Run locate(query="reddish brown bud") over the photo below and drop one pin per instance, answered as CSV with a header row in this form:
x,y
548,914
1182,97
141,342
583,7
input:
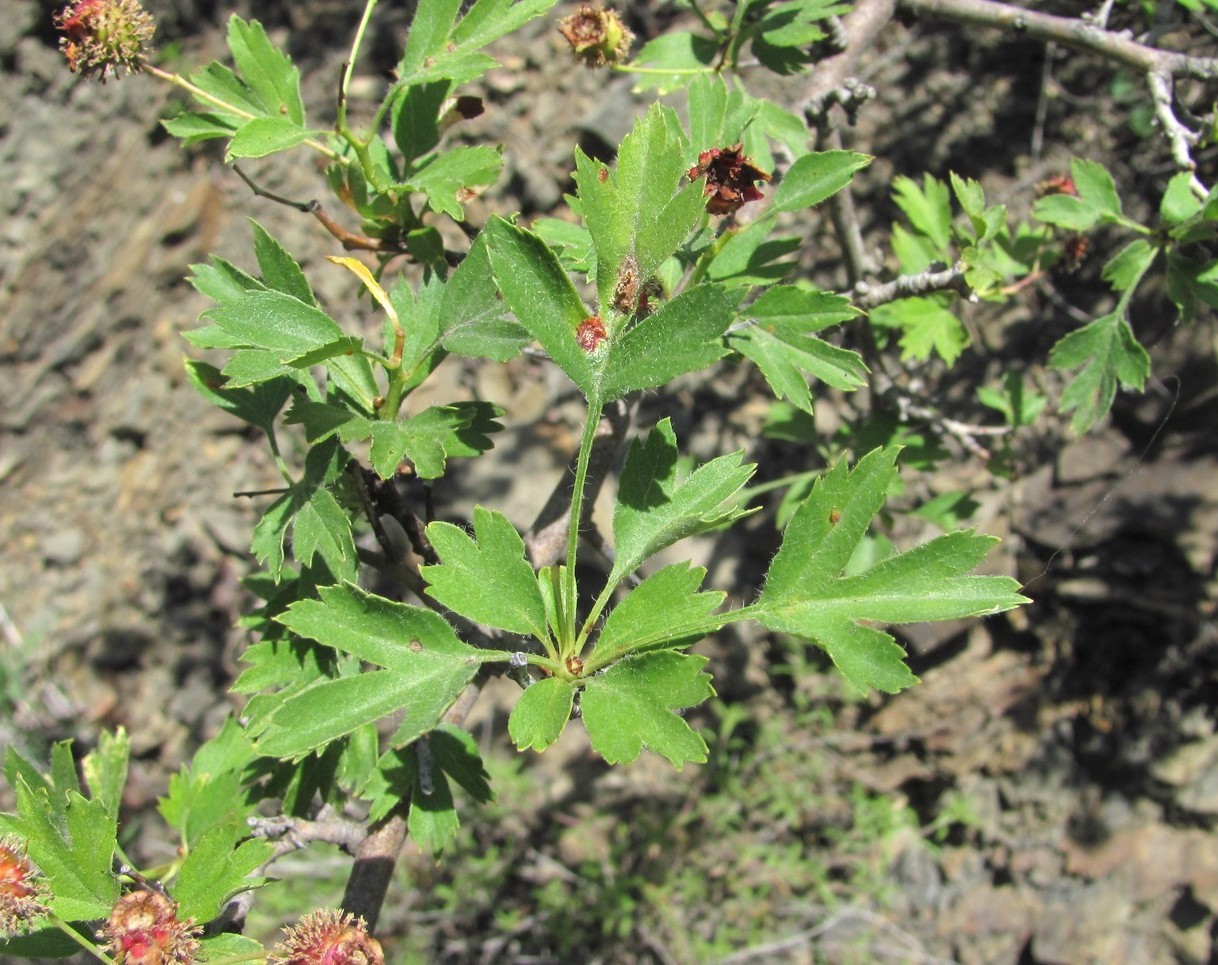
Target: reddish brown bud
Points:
x,y
1073,251
597,37
144,930
104,34
625,293
329,937
731,178
21,888
591,333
---------------
▶ Problem
Every line in the data above that contains the word "brown" should be copied.

▶ Output of the task
Run locate(query="reddish brown bud") over the photo below and drop one pin per instance, answered as CSV with a header row in this form:
Target: reddish brown bud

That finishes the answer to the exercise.